- **Task objective**: Restate each of the lines given below, word for word.

- **Material shown**:
►

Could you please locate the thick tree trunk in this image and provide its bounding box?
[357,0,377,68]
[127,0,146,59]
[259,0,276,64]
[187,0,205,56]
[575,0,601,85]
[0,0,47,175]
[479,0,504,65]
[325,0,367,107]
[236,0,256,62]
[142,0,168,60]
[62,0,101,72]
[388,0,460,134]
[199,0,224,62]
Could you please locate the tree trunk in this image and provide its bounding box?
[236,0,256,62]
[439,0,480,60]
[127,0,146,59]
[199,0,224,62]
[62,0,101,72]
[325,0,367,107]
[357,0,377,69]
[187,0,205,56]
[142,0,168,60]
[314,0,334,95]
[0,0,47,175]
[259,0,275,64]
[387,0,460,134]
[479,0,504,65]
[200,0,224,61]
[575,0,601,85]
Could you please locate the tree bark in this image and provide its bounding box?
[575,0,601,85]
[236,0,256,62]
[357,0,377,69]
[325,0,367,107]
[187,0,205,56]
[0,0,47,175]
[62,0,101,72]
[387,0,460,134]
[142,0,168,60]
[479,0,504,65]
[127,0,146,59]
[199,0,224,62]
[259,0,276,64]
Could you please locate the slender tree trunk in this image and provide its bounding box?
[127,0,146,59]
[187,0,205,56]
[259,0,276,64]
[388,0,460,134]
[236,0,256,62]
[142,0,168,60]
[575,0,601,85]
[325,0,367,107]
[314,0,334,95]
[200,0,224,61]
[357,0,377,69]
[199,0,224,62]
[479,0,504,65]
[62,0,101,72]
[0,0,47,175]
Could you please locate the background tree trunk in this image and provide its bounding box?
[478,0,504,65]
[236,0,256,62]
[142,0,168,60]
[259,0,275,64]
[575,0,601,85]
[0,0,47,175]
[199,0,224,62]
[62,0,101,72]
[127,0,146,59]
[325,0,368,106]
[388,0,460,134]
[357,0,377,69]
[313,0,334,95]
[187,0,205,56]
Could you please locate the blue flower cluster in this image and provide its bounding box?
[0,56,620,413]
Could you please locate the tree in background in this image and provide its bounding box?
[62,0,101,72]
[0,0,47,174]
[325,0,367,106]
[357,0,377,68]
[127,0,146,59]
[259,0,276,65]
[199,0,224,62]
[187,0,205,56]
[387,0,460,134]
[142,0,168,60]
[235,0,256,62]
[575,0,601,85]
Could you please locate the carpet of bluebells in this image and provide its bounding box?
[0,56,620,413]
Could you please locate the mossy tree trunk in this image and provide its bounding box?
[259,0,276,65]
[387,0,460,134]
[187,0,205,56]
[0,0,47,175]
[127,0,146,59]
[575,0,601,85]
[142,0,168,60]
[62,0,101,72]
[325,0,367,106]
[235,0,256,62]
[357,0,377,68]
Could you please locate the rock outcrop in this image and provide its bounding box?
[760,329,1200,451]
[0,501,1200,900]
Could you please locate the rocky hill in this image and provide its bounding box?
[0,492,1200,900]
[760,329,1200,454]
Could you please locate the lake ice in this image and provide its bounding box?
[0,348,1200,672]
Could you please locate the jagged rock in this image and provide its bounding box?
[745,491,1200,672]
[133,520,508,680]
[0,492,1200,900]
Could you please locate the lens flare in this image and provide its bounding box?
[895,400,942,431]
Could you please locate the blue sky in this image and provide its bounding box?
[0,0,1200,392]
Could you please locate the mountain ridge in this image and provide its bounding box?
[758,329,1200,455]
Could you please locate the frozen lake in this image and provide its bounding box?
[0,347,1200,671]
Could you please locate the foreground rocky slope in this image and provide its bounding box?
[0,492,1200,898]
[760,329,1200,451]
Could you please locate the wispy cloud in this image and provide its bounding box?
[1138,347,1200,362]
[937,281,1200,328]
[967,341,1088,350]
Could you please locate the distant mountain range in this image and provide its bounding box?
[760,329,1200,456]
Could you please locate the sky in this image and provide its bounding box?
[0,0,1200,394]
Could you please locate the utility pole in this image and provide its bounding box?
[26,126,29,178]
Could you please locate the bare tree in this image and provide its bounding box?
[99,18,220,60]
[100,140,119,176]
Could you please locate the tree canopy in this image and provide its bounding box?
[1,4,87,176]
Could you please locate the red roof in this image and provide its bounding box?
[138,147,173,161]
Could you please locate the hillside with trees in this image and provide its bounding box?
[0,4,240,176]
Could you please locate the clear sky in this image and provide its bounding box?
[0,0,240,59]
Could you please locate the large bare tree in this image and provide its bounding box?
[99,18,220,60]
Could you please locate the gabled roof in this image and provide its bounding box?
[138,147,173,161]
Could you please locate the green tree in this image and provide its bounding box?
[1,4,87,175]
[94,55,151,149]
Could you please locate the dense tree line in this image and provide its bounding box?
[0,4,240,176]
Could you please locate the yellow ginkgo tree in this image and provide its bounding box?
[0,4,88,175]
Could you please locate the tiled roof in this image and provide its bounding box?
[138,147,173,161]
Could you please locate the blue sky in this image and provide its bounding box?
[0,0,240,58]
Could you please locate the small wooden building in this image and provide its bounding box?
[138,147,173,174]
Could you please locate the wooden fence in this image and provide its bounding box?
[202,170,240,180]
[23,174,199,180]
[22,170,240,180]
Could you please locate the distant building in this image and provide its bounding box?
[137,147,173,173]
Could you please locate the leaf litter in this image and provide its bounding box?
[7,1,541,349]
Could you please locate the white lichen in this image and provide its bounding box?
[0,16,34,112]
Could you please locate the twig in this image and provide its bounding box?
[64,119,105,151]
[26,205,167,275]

◄

- **Exercise solution**:
Could you please locate the thick tree trunk in this image and provide its bounding box?
[357,0,377,68]
[127,0,146,59]
[259,0,276,64]
[187,0,205,56]
[575,0,601,85]
[0,0,47,175]
[479,0,504,65]
[325,0,367,107]
[236,0,256,62]
[142,0,168,60]
[62,0,101,72]
[388,0,460,134]
[199,0,224,62]
Could you please locate the tree trunk in this image and provide its bounding box?
[236,0,256,62]
[439,0,480,60]
[127,0,146,59]
[199,0,224,62]
[62,0,101,72]
[325,0,367,107]
[357,0,377,69]
[187,0,205,56]
[142,0,168,60]
[314,0,334,95]
[0,0,47,175]
[259,0,275,64]
[387,0,460,134]
[479,0,504,65]
[200,0,224,61]
[575,0,601,85]
Could you please locate the tree bark in this image and provide its bounding box?
[575,0,601,85]
[236,0,256,62]
[357,0,377,69]
[325,0,367,107]
[187,0,205,56]
[0,0,47,175]
[62,0,101,72]
[387,0,460,134]
[142,0,168,60]
[479,0,504,65]
[127,0,146,59]
[199,0,224,62]
[259,0,276,64]
Could you please locate the slender tree trunk in this image and provide its bounding box?
[127,0,146,59]
[187,0,205,56]
[259,0,276,64]
[388,0,460,134]
[236,0,256,62]
[142,0,168,60]
[575,0,601,85]
[325,0,367,107]
[314,0,334,95]
[200,0,224,61]
[357,0,377,69]
[199,0,224,62]
[479,0,504,65]
[62,0,101,72]
[0,0,47,175]
Could you please locate the background tree trunk in this image and provide its bounding box?
[478,0,504,65]
[236,0,256,62]
[142,0,168,60]
[259,0,275,64]
[575,0,601,85]
[0,0,47,175]
[199,0,224,62]
[62,0,101,72]
[127,0,146,59]
[325,0,368,106]
[388,0,460,134]
[357,0,377,69]
[313,0,334,95]
[187,0,205,56]
Could you please locate the blue flower cluster in this image and provide its bounding box?
[0,56,620,413]
Could you please locate the tree in background in this image and provide its bounding box?
[62,0,101,72]
[0,0,47,174]
[325,0,367,106]
[357,0,377,68]
[127,0,146,59]
[259,0,276,65]
[199,0,224,62]
[187,0,205,56]
[387,0,460,134]
[142,0,168,60]
[235,0,256,62]
[575,0,601,85]
Could you please locate the carpet of bluebells in this image and provide its bounding box?
[0,56,620,413]
Could you please locate the mossy tree trunk in this image and provide its bounding box?
[259,0,276,65]
[387,0,460,134]
[187,0,205,56]
[0,0,47,175]
[127,0,146,59]
[575,0,601,85]
[142,0,168,60]
[62,0,101,72]
[325,0,367,106]
[235,0,256,62]
[357,0,377,68]
Could you please locate the rock outcrop in this image and provide its bounding box?
[760,329,1200,451]
[0,501,1200,900]
Could you please locate the rocky hill in this image and provide its bounding box?
[0,492,1200,900]
[760,329,1200,454]
Could you please locate the lake ice in this image and provide its bounding box?
[0,348,1200,672]
Could you please locate the jagged rock in this image and provide its bounding box?
[745,491,1200,672]
[133,520,508,680]
[0,492,1200,900]
Could you please locate the lens flare in this image and provide its bounding box?
[895,400,942,431]
Could you please locate the blue sky in this image and provide its bounding box?
[0,0,1200,392]
Could you please locate the mountain ridge in this image and provide its bounding box?
[758,329,1200,455]
Could you please locate the frozen lake in this image and provide its bounding box?
[0,347,1200,671]
Could you please locate the foreground rocky slope in this image and provide its bounding box?
[0,492,1200,898]
[760,329,1200,451]
Could you please locate the wispy cloud in this image and provide its bounding box?
[1138,347,1200,362]
[937,281,1200,328]
[967,341,1088,350]
Could you please locate the distant mountain range in this image and provide its bounding box?
[760,329,1200,456]
Could you please locate the sky in this image and provide its bounding box?
[0,0,1200,394]
Could you please locate the utility pole in this image and provide its bounding box?
[26,126,29,178]
Could you please locate the bare tree in this image and provide its bounding box?
[99,18,220,60]
[100,140,119,176]
Could you please locate the tree canopy in this image and provide its bounding box?
[1,4,87,176]
Could you please locate the red roof in this image and provide its bounding box?
[138,147,173,161]
Could you please locate the hillside with trees in this image and provide its bounding box?
[0,4,240,176]
Could you please locate the clear sky in this image and provide its bounding box?
[0,0,240,59]
Could you please locate the large bare tree in this image and provide its bounding box?
[99,18,220,60]
Could you please locate the gabled roof in this image and provide its bounding box?
[138,147,173,161]
Could you please locate the green tree in this image and provide its bounding box?
[1,4,87,175]
[94,55,151,149]
Could you please locate the dense tree line in this image and provide its bounding box?
[0,4,240,176]
Could you please locate the yellow ginkgo tree in this image and provide its bounding box?
[0,4,88,175]
Could you please locate the tiled roof in this image and provide its bounding box?
[138,147,173,161]
Could you please locate the blue sky in this image and provide its bounding box?
[0,0,240,58]
Could you please locate the small wooden building in this image and provide its bounding box?
[138,147,173,174]
Could you please locate the wooden fence in this image and provide its bounding box?
[202,170,240,180]
[23,174,199,180]
[22,170,240,180]
Could you please locate the distant building in this image and provide its bounding box?
[137,147,173,173]
Could you please locate the leaf litter in this image and provide its bounding box?
[7,1,541,349]
Could you please locate the white lichen in this image and provide its bounding box?
[0,16,34,112]
Could you please locate the twig in this image and provide its bounding box?
[64,119,105,151]
[26,205,167,275]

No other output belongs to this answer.